OBJECTIVE | Please lay out the data from its first line through the line with "POLYGON ((241 104, 246" as a Markdown table with the columns Row and Line, skipping blank lines. Leave the pictures out.

____ GIVEN DATA

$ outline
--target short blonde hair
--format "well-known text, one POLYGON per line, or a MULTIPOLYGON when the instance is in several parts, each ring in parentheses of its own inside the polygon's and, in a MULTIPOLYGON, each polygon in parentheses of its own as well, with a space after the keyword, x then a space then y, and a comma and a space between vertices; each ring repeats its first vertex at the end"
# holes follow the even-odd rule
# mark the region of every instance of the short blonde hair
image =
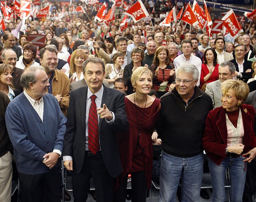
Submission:
MULTIPOLYGON (((0 64, 0 75, 5 73, 8 69, 10 69, 11 73, 12 74, 12 71, 13 71, 13 68, 12 65, 11 64, 0 64)), ((12 83, 9 85, 13 89, 14 89, 14 87, 12 83)))
POLYGON ((135 86, 136 81, 137 81, 143 74, 149 75, 152 79, 153 73, 147 67, 139 67, 133 71, 131 78, 131 82, 132 86, 135 86))
POLYGON ((241 104, 246 99, 250 93, 248 84, 241 80, 227 80, 221 84, 221 89, 223 94, 226 94, 230 89, 233 90, 236 99, 243 100, 241 104))

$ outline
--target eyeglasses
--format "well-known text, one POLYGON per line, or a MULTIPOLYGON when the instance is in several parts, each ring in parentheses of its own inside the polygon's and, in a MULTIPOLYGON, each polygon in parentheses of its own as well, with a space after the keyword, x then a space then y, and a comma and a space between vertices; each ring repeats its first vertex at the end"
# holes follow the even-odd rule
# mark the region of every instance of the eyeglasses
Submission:
POLYGON ((33 52, 31 50, 23 50, 23 52, 24 53, 29 53, 29 54, 31 54, 31 53, 32 53, 33 52))
POLYGON ((240 52, 243 52, 244 51, 245 51, 245 50, 243 50, 243 49, 240 49, 240 50, 235 50, 235 52, 239 52, 240 51, 240 52))
POLYGON ((192 80, 181 80, 180 79, 174 79, 175 80, 175 81, 176 83, 180 83, 181 81, 182 82, 183 84, 188 84, 190 82, 194 80, 194 79, 192 79, 192 80))
POLYGON ((181 48, 182 49, 190 49, 191 48, 191 46, 182 46, 181 48))
POLYGON ((8 61, 9 61, 9 62, 12 62, 12 60, 14 60, 14 61, 17 61, 17 60, 18 60, 18 57, 14 57, 13 58, 11 57, 10 58, 5 58, 4 59, 7 59, 7 60, 8 60, 8 61))
POLYGON ((49 81, 50 80, 50 79, 48 79, 46 81, 45 81, 45 82, 43 82, 43 83, 42 83, 42 82, 34 82, 34 83, 39 83, 40 84, 44 84, 44 86, 46 86, 46 85, 47 85, 47 84, 50 83, 49 83, 49 81))
POLYGON ((132 57, 140 57, 140 55, 133 55, 132 56, 132 57))

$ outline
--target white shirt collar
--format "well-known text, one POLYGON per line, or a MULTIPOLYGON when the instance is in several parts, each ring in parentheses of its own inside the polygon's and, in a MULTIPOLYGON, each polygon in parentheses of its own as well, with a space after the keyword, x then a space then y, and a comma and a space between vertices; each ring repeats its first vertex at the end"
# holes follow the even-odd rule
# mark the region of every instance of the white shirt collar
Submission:
POLYGON ((37 102, 37 101, 33 99, 33 98, 28 95, 28 94, 27 92, 26 92, 26 90, 24 90, 23 92, 25 96, 26 96, 26 97, 28 100, 28 101, 29 101, 29 102, 30 102, 31 104, 32 105, 32 106, 34 106, 35 104, 36 104, 37 103, 39 103, 40 102, 44 102, 44 100, 43 100, 42 97, 40 98, 40 100, 39 101, 37 102))
MULTIPOLYGON (((97 92, 96 93, 94 94, 97 98, 100 100, 101 100, 102 99, 102 96, 103 95, 103 91, 104 89, 104 88, 103 87, 103 85, 101 84, 101 87, 100 88, 100 89, 98 92, 97 92)), ((94 94, 93 93, 92 93, 92 92, 91 91, 90 88, 89 88, 89 86, 88 86, 88 91, 87 93, 87 99, 89 100, 89 99, 91 97, 91 96, 92 96, 92 95, 94 94)))

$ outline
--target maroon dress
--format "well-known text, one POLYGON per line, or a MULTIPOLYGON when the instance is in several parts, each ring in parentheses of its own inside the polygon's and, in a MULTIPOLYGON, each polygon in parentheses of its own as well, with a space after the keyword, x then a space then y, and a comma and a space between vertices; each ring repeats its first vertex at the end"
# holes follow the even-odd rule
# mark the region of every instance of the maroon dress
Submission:
POLYGON ((125 112, 129 122, 129 129, 124 133, 116 134, 116 139, 123 171, 116 180, 115 190, 116 191, 124 178, 128 173, 146 171, 148 189, 151 187, 153 162, 153 146, 151 136, 159 116, 160 100, 156 99, 152 104, 146 108, 136 106, 126 97, 124 99, 125 112), (145 109, 145 112, 144 112, 145 109), (138 144, 138 125, 140 127, 138 144))

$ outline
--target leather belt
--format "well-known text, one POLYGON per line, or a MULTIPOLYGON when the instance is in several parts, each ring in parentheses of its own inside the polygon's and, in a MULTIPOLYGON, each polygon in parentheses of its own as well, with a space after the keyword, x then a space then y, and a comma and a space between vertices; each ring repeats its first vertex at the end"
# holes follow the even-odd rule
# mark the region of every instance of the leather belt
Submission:
POLYGON ((227 153, 227 157, 232 157, 233 158, 237 158, 242 157, 242 154, 238 154, 235 153, 230 153, 228 152, 227 153))
POLYGON ((90 151, 86 151, 87 153, 87 155, 88 156, 99 156, 101 155, 101 151, 99 151, 95 154, 93 154, 90 151))

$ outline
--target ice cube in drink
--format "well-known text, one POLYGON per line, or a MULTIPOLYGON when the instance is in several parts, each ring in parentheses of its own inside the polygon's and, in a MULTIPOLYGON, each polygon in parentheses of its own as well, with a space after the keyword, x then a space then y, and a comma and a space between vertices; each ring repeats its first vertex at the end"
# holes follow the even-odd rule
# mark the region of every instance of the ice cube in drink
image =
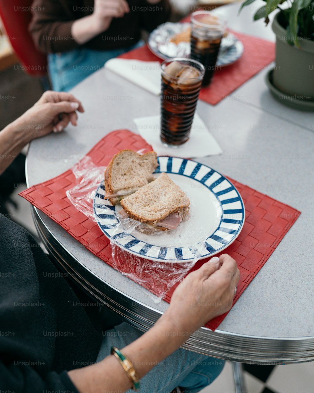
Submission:
POLYGON ((181 145, 188 139, 204 72, 198 62, 179 61, 162 64, 161 138, 171 146, 181 145))

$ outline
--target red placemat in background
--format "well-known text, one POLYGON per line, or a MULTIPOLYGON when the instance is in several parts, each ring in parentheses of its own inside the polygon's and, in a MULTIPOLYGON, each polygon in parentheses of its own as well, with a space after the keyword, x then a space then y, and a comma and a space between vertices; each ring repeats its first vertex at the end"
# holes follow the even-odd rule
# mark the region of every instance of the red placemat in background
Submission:
MULTIPOLYGON (((103 138, 91 150, 89 156, 99 166, 106 166, 112 156, 124 149, 150 151, 152 147, 141 136, 127 130, 113 131, 103 138)), ((241 278, 237 285, 234 304, 256 275, 285 235, 299 217, 295 209, 255 191, 231 179, 230 181, 239 190, 244 202, 245 222, 237 239, 223 252, 230 254, 238 264, 241 278)), ((33 186, 20 195, 58 224, 72 236, 95 255, 113 266, 110 241, 97 224, 88 218, 73 206, 67 197, 66 191, 75 184, 76 179, 71 169, 44 183, 33 186)), ((161 270, 156 269, 154 277, 150 272, 141 269, 138 272, 133 262, 128 263, 119 254, 120 259, 114 267, 122 273, 131 272, 140 279, 142 285, 155 294, 165 290, 164 284, 161 285, 161 270)), ((135 257, 136 258, 137 257, 135 257)), ((140 262, 141 258, 138 258, 140 262)), ((193 270, 198 268, 208 259, 199 261, 193 270)), ((165 270, 162 269, 164 283, 165 270)), ((165 299, 170 301, 174 288, 168 292, 165 299)), ((206 326, 216 329, 226 313, 209 322, 206 326)))
MULTIPOLYGON (((201 90, 200 99, 212 105, 218 103, 275 59, 275 44, 273 42, 246 34, 232 33, 242 42, 244 52, 238 61, 217 70, 210 85, 201 90)), ((151 51, 147 45, 119 57, 144 61, 162 61, 151 51)))

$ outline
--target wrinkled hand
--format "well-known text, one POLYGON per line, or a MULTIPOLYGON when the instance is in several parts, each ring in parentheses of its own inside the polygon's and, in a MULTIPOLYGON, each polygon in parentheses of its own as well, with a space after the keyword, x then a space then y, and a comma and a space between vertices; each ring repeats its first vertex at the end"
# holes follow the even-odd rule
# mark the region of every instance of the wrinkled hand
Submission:
POLYGON ((211 261, 190 273, 172 295, 166 313, 183 331, 194 332, 231 308, 240 278, 236 261, 227 254, 211 261))
POLYGON ((104 31, 108 28, 113 18, 122 18, 130 12, 126 0, 95 0, 93 16, 96 23, 104 31))
POLYGON ((76 110, 84 112, 81 103, 68 93, 46 92, 40 99, 16 121, 25 129, 29 141, 52 131, 60 132, 69 123, 77 125, 76 110))

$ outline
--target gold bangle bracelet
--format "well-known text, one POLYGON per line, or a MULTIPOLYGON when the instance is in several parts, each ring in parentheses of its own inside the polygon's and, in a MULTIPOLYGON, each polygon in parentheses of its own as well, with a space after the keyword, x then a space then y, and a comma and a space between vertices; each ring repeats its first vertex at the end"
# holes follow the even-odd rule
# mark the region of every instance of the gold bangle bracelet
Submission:
POLYGON ((125 354, 116 347, 111 347, 110 353, 114 355, 123 367, 132 383, 132 389, 137 391, 140 388, 140 378, 135 367, 125 354))

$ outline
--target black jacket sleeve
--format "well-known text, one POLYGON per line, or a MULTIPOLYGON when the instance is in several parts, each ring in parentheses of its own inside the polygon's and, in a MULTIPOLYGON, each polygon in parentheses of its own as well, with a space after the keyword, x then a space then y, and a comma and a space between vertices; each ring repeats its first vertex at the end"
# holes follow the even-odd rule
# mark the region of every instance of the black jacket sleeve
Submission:
POLYGON ((13 364, 6 366, 0 362, 0 386, 3 391, 79 393, 66 371, 58 374, 52 371, 42 377, 31 366, 18 365, 17 361, 15 363, 16 365, 13 364))
POLYGON ((141 0, 140 12, 141 27, 151 32, 169 20, 171 10, 169 0, 161 0, 157 4, 150 4, 146 0, 141 0))
POLYGON ((30 234, 0 214, 0 392, 77 393, 65 370, 95 362, 95 319, 30 234))

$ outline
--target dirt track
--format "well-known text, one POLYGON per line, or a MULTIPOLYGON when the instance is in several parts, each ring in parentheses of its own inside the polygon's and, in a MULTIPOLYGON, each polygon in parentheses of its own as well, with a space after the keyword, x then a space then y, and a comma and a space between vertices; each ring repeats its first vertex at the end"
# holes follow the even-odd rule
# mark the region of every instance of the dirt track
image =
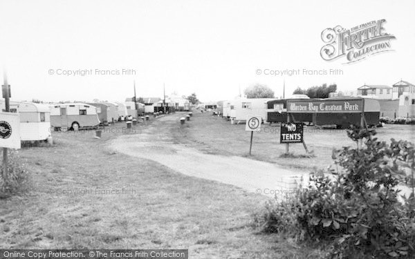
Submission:
POLYGON ((275 192, 284 191, 277 184, 282 178, 301 176, 297 172, 274 164, 241 157, 206 154, 175 144, 168 129, 178 126, 181 115, 177 113, 158 118, 138 134, 122 135, 113 140, 111 147, 118 152, 155 161, 185 175, 270 196, 275 192))

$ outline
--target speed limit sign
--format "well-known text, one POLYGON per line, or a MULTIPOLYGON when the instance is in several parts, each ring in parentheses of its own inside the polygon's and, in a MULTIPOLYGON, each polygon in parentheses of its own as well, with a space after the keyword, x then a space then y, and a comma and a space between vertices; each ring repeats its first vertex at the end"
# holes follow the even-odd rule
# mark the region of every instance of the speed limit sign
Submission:
POLYGON ((262 117, 261 116, 248 115, 246 117, 246 124, 245 124, 246 131, 261 131, 261 123, 262 117))

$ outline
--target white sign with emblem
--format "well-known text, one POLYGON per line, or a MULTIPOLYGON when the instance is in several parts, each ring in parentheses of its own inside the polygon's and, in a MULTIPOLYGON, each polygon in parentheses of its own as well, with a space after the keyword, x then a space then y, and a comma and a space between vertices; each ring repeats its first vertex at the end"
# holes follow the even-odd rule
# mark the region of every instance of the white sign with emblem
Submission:
POLYGON ((245 124, 246 131, 261 131, 261 123, 262 117, 256 115, 248 115, 246 117, 246 124, 245 124))
POLYGON ((20 148, 20 116, 0 113, 0 147, 20 148))

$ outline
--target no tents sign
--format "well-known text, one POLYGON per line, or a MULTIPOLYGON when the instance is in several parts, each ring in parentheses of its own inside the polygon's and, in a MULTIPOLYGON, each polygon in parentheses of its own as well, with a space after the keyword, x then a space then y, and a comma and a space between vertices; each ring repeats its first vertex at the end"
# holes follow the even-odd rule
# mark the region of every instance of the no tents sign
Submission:
POLYGON ((282 123, 279 143, 302 143, 303 124, 282 123))

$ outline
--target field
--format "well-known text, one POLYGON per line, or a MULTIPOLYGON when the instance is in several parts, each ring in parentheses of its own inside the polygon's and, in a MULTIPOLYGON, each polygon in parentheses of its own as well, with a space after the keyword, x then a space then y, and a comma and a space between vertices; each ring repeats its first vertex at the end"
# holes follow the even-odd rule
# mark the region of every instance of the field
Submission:
MULTIPOLYGON (((332 164, 333 148, 356 146, 346 130, 322 129, 315 126, 304 127, 304 142, 310 151, 308 154, 302 144, 289 146, 293 156, 282 157, 286 145, 279 144, 279 126, 262 124, 261 132, 255 132, 252 155, 249 155, 250 133, 245 131, 245 124, 231 124, 212 113, 194 112, 194 119, 183 133, 174 132, 181 143, 191 145, 205 152, 224 155, 249 157, 252 159, 275 163, 299 171, 309 172, 315 169, 324 169, 332 164), (300 158, 300 159, 299 159, 300 158)), ((376 137, 389 142, 391 138, 415 142, 415 125, 387 124, 376 128, 376 137)))
MULTIPOLYGON (((143 159, 113 148, 116 142, 122 146, 143 141, 165 144, 152 151, 162 160, 178 146, 206 154, 248 157, 250 135, 244 125, 194 114, 182 126, 178 118, 184 113, 179 113, 164 120, 151 117, 130 132, 118 123, 107 127, 100 140, 91 131, 55 132, 52 146, 19 151, 30 182, 21 194, 0 200, 0 247, 189 249, 192 258, 319 258, 318 250, 259 233, 252 214, 268 197, 180 173, 155 162, 152 153, 143 159)), ((343 131, 306 131, 313 155, 281 158, 285 146, 279 144, 279 134, 266 131, 277 128, 265 126, 254 133, 251 158, 308 171, 326 167, 332 148, 354 144, 343 131)), ((413 141, 414 130, 388 125, 378 135, 413 141)), ((306 155, 301 144, 290 149, 295 155, 306 155)))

________

COMPLETED TASK |
| Row | Line |
|---|---|
| 1 | $ outline |
| 2 | --target short blonde hair |
| 3 | --format "well-known text, one POLYGON per line, or a MULTIPOLYGON when the instance is in several parts, each ring in parentheses of its own inside the polygon's and, in a MULTIPOLYGON, each polygon in parentheses of its own as well, with a space after the keyword, x then a space then y, and a comma and a space between vertices; each ring repeats its first vertex at the end" |
| 4 | # holes follow the even-odd rule |
| 5 | # mark the region of every instance of the short blonde hair |
| 6 | image = |
| 7 | Submission: |
| 8 | MULTIPOLYGON (((0 64, 0 75, 5 73, 8 69, 10 69, 11 73, 12 74, 12 71, 13 71, 13 68, 12 65, 11 64, 0 64)), ((12 83, 9 85, 13 89, 14 89, 14 87, 12 83))) |
| 9 | POLYGON ((135 86, 136 81, 137 81, 143 74, 149 75, 152 79, 153 73, 147 67, 139 67, 133 71, 131 78, 131 82, 132 86, 135 86)) |
| 10 | POLYGON ((241 104, 246 99, 250 93, 248 84, 241 80, 227 80, 221 84, 221 89, 223 94, 226 94, 230 89, 233 90, 236 99, 243 100, 241 104)) |